*PASSAGE TO READ:*
# A new use for a model engine??



## deadin (Dec 15, 2009)

I know this one isn't a model but I'm sure one could be adapted.... ;D

http://fschnell.net/WordPress/?p=1094


----------



## Cedge (Dec 15, 2009)

Ok.... you owe me a keyboard.....LOL

Steve


----------



## zeeprogrammer (Dec 15, 2009)

That was GREAT!
Sweet Georgia Brown is one of my favorite 'happy tunes'.


----------



## black85vette (Dec 15, 2009)

Rof} Rof} Rof}

A bit of engine humor that my wife enjoyed!!!


----------



## cobra428 (Dec 16, 2009)

:bow: :bow: :bow:
 Rof} Rof} Rof}

 Thm:

Tony


----------



## Twmaster (Dec 16, 2009)

Ok, I can now finally cancel my internet account. I have now seen everything...


----------



## Deanofid (Dec 16, 2009)

Well, that's what I call a bright spot in a day!
The tractor sounded great. The feller doing the Chet Atkins thang wudn't to shabby either.

'Nite, y'all.

Dean


----------



## itowbig (Dec 18, 2009)

ha ha  Rof} Rof} Rof} that was great im laughing so hard right now Rof} Rof} Rof} Thm:
oh man that was great  THANKS i needed that  Rof}


----------



## deere_x475guy (Dec 18, 2009)

*GIVEN ENTRIES:*
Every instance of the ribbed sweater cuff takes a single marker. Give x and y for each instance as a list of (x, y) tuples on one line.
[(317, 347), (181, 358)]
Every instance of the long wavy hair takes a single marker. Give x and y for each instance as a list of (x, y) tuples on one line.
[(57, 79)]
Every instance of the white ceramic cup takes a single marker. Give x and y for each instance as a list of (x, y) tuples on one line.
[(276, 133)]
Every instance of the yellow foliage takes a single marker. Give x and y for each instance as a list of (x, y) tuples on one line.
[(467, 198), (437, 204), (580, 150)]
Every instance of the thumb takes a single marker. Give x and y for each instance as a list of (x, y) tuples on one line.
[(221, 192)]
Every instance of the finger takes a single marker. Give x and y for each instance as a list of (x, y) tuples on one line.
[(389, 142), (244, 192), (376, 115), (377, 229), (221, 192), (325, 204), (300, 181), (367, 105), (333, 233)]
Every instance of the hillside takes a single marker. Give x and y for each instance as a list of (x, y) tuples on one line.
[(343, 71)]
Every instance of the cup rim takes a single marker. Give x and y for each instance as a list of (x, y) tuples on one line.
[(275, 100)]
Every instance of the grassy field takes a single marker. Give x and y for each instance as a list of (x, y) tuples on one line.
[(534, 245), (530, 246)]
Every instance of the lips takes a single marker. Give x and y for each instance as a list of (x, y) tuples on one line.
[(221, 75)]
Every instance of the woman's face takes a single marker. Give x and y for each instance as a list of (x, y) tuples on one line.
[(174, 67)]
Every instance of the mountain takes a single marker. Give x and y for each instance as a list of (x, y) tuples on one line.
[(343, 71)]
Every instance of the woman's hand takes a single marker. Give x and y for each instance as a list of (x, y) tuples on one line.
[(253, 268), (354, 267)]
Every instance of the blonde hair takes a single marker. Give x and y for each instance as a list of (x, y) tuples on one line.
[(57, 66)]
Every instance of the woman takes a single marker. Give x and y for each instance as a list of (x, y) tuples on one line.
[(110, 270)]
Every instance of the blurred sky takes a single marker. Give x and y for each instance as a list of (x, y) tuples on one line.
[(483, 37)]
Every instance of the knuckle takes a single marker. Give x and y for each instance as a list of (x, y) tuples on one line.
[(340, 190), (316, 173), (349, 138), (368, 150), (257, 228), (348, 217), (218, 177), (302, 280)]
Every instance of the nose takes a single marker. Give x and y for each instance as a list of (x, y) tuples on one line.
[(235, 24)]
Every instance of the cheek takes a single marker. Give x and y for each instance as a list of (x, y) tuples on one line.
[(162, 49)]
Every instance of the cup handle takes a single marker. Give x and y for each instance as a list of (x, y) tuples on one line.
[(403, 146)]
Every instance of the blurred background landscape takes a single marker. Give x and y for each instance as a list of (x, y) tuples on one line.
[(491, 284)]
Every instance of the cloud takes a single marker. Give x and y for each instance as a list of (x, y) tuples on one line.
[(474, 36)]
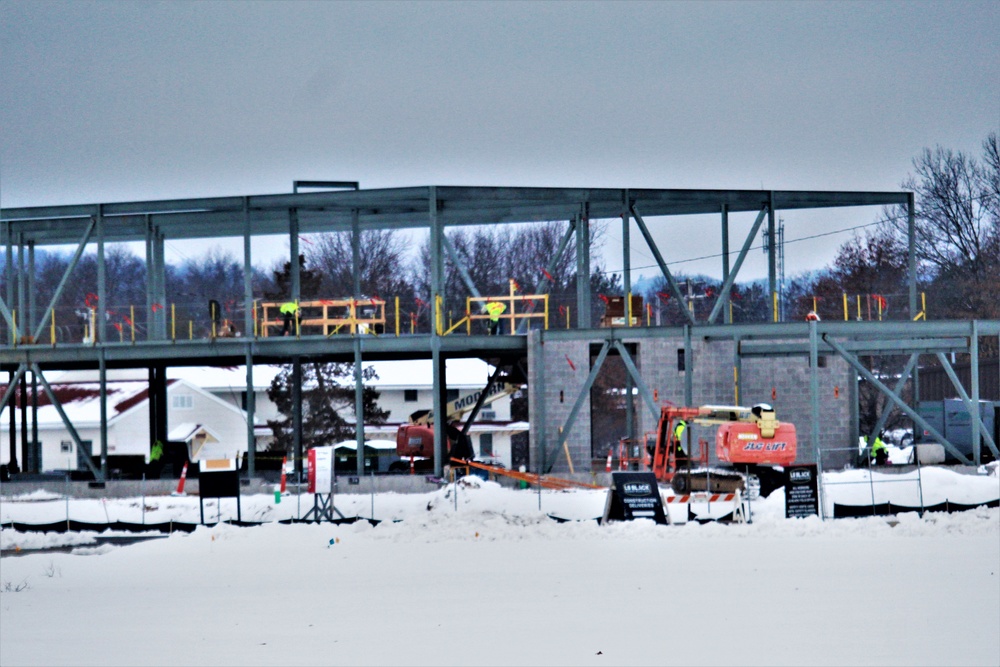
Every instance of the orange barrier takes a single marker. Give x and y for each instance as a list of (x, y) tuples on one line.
[(529, 477)]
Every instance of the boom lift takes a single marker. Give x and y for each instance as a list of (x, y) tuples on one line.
[(416, 439), (750, 440)]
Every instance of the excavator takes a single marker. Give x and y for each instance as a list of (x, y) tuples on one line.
[(749, 443), (416, 438)]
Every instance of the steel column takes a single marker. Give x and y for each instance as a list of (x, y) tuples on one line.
[(634, 375), (723, 297), (772, 259), (727, 285), (359, 408), (971, 404), (68, 424), (865, 373), (911, 253), (251, 408), (100, 324)]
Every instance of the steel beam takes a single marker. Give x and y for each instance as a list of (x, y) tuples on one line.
[(578, 404), (897, 391), (98, 475), (730, 277), (972, 405)]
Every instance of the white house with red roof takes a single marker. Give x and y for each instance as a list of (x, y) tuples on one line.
[(127, 419)]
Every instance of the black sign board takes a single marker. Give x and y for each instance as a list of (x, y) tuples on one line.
[(224, 483), (634, 495), (801, 491)]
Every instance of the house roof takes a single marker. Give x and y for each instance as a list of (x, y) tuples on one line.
[(81, 401)]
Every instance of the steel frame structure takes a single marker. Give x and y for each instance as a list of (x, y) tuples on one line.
[(434, 208)]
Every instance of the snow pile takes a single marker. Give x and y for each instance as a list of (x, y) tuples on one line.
[(491, 579)]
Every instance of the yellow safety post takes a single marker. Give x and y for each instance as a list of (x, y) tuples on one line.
[(513, 328), (569, 459)]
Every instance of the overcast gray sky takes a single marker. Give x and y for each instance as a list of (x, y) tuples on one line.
[(119, 101)]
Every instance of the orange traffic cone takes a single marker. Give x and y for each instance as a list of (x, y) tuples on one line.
[(180, 484)]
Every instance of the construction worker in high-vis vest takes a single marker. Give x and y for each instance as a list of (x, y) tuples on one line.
[(289, 310), (880, 453), (678, 442), (495, 309)]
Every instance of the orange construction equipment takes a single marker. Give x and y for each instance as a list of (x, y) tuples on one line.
[(180, 484), (529, 477), (751, 440)]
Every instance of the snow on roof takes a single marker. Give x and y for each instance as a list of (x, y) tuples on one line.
[(81, 401)]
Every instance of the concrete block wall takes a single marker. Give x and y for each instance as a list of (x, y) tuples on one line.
[(561, 372), (712, 383)]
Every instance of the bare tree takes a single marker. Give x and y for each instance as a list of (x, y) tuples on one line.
[(957, 228)]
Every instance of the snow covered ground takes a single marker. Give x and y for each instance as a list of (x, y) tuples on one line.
[(496, 581)]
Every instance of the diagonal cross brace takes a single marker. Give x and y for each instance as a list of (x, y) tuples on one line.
[(584, 393), (910, 412), (647, 396), (731, 278), (7, 315), (69, 425), (884, 417), (663, 265), (964, 395)]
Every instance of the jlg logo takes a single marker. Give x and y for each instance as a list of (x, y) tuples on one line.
[(765, 447)]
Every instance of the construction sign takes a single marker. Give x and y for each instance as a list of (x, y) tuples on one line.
[(634, 495)]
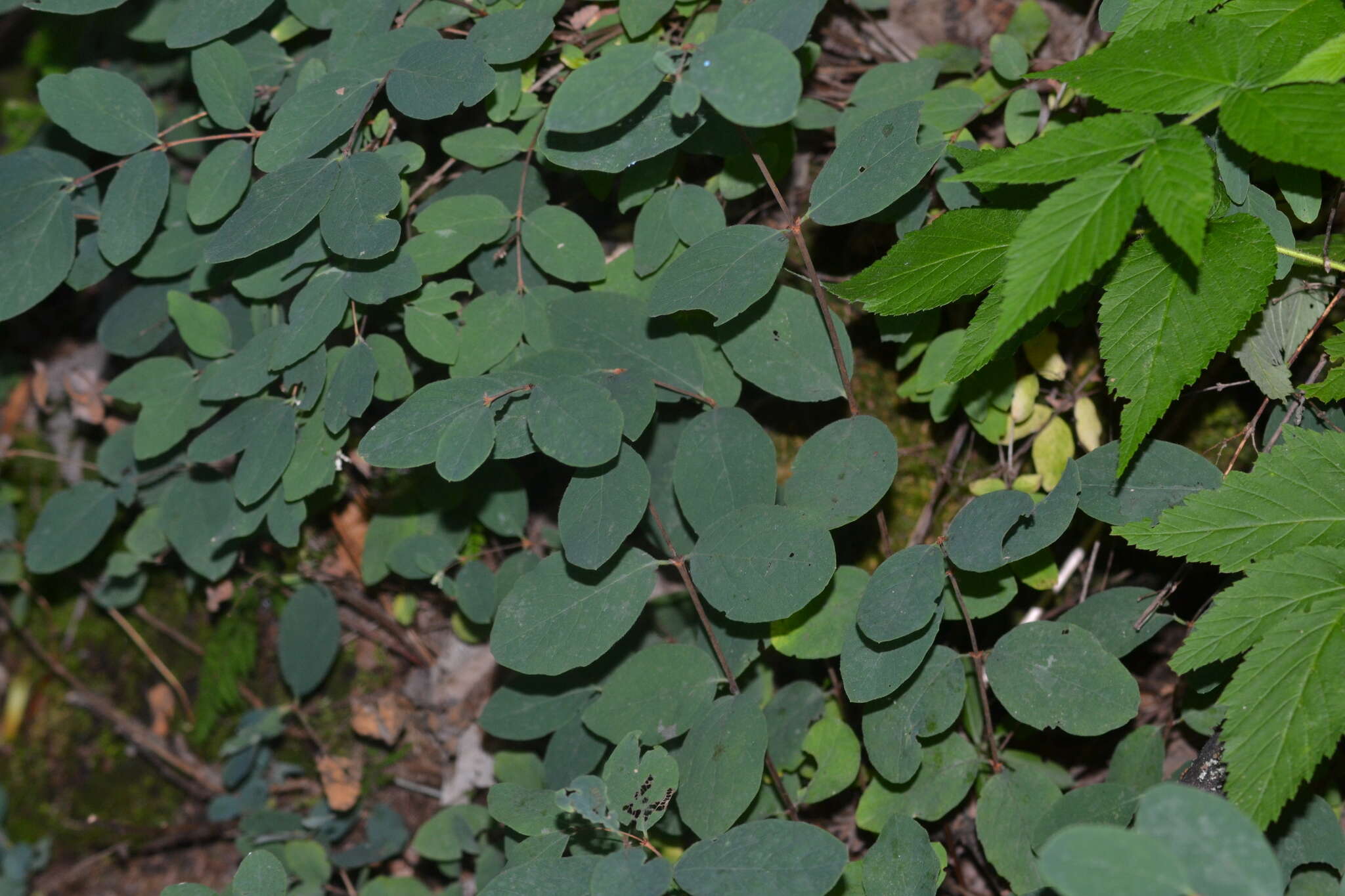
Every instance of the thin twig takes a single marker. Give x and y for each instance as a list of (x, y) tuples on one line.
[(978, 661), (680, 562), (704, 399), (154, 660)]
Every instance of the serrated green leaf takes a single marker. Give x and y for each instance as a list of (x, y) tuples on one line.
[(202, 327), (959, 254), (724, 461), (433, 78), (872, 167), (1064, 240), (219, 182), (564, 245), (1274, 589), (132, 207), (223, 82), (724, 274), (277, 207), (1071, 151), (749, 77), (1283, 124), (602, 505), (100, 109), (310, 639), (604, 91), (1052, 675), (202, 20), (560, 617), (662, 691), (762, 563), (1158, 331), (314, 117), (721, 765), (783, 857), (923, 707), (1178, 69)]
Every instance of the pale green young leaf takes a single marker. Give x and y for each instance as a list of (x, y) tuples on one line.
[(1285, 124), (219, 182), (432, 78), (560, 617), (564, 245), (1178, 181), (872, 167), (959, 254), (604, 91), (223, 83), (202, 326), (1251, 608), (277, 207), (602, 505), (1064, 240), (132, 207), (202, 20), (725, 461), (749, 77), (354, 221), (721, 765), (724, 273), (100, 109), (1071, 151), (762, 563), (1149, 15), (1292, 499), (314, 117), (1178, 69), (1160, 330)]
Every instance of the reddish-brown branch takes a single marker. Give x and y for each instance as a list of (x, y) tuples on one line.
[(680, 562)]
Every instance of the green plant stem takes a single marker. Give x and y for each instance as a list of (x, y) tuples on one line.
[(680, 562), (978, 661), (1328, 264), (1200, 113)]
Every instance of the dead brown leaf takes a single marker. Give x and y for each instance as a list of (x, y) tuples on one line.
[(341, 781), (381, 717)]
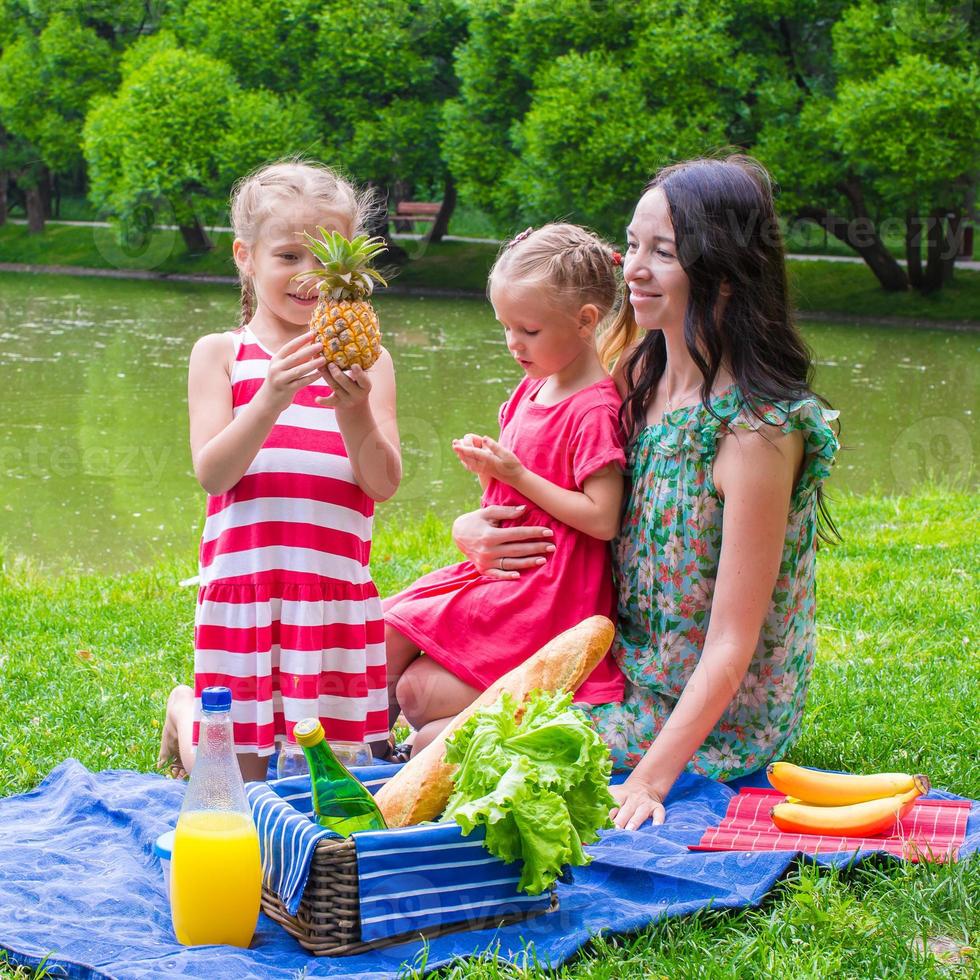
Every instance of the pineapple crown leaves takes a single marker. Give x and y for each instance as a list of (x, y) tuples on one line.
[(347, 272)]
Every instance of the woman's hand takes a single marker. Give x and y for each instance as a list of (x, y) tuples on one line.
[(487, 458), (638, 802), (501, 552), (295, 365), (350, 389)]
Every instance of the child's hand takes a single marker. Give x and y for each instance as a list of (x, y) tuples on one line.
[(469, 441), (486, 457), (295, 365), (350, 388)]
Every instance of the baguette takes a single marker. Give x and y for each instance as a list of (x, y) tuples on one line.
[(422, 787)]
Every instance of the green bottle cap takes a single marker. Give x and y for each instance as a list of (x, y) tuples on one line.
[(308, 732)]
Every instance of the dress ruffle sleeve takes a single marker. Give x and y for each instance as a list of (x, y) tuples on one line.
[(820, 444)]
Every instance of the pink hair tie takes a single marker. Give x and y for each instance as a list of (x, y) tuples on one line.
[(517, 239)]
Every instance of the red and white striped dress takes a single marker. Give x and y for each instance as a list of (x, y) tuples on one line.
[(287, 614)]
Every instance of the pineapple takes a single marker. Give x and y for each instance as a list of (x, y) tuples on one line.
[(343, 318)]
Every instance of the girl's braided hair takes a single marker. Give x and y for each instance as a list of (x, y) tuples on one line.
[(265, 192), (570, 260)]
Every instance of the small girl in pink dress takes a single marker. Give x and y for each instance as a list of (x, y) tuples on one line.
[(560, 456)]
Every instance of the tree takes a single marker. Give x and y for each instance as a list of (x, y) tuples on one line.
[(880, 128), (46, 84), (374, 73), (177, 133), (566, 107)]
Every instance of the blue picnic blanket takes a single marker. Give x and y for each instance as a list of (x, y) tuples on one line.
[(81, 890)]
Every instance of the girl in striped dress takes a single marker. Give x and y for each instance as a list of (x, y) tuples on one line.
[(293, 455)]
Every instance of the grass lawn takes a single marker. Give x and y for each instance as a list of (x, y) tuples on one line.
[(834, 288), (87, 663)]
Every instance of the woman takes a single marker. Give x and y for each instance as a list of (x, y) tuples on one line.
[(728, 449)]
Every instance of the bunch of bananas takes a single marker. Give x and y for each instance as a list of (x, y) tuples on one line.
[(840, 804)]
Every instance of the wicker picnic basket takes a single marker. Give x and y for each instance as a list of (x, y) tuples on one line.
[(327, 922)]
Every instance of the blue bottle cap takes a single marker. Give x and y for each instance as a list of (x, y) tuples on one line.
[(216, 699)]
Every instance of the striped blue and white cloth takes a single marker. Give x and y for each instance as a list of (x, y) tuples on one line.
[(409, 877)]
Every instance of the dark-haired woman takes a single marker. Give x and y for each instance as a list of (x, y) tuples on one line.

*ACTIONS TO TAKE:*
a - Decide whether each statement agrees with the forum thread about a new use for a model engine: (i) the first post says the engine shown is a model; (ii) zeeprogrammer calls Sweet Georgia Brown one of their favorite happy tunes; (iii) Deanofid says the tractor sounded poor. Answer yes or no for each, and quote the words of the thread that decide it.
b - Transcribe the forum thread about a new use for a model engine from "## Deanofid (Dec" up to and including "to shabby either.", word for word.

*RESPONSES:*
a -
(i) No: "I know this one isn't a model"
(ii) Yes: "Sweet Georgia Brown is one of my favorite 'happy tunes'."
(iii) No: "The tractor sounded great."

b -
## Deanofid (Dec 16, 2009)

Well, that's what I call a bright spot in a day!
The tractor sounded great. The feller doing the Chet Atkins thang wudn't to shabby either.